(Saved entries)

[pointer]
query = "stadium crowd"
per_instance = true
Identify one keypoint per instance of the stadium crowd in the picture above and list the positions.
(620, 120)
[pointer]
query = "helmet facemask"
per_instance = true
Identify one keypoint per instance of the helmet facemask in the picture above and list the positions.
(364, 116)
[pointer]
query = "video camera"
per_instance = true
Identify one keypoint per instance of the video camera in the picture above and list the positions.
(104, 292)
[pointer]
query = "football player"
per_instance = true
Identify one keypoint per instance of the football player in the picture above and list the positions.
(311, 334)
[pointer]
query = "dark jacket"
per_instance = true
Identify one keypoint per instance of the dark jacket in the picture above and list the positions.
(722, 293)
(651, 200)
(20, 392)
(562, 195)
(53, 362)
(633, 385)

Task to carry out:
Without dropping a single line, output the records above exactly.

Expected output:
[pointer]
query = "stadium crowd"
per_instance = true
Identify one keypoint per instance of the stadium crowd in the picture above and list the positions.
(620, 120)
[pointer]
query = "helmet facemask"
per_instance = true
Identify one keypoint per instance of the helmet facemask in the picture above and list the positions.
(364, 116)
[pointer]
query = "video camera"
per_instance = true
Identify one keypoint per instance of the video camera in the picture above and list the positions.
(104, 292)
[pointer]
query = "football player"
per_instance = true
Identify one keypoint per instance of the football player in the picture above and list the positions.
(311, 334)
[pointer]
query = "dark jacket"
per_instance = true
Identify one keypoint per instance of the dark jacket in the picture above and list the positions.
(722, 293)
(651, 200)
(20, 392)
(562, 195)
(53, 362)
(633, 385)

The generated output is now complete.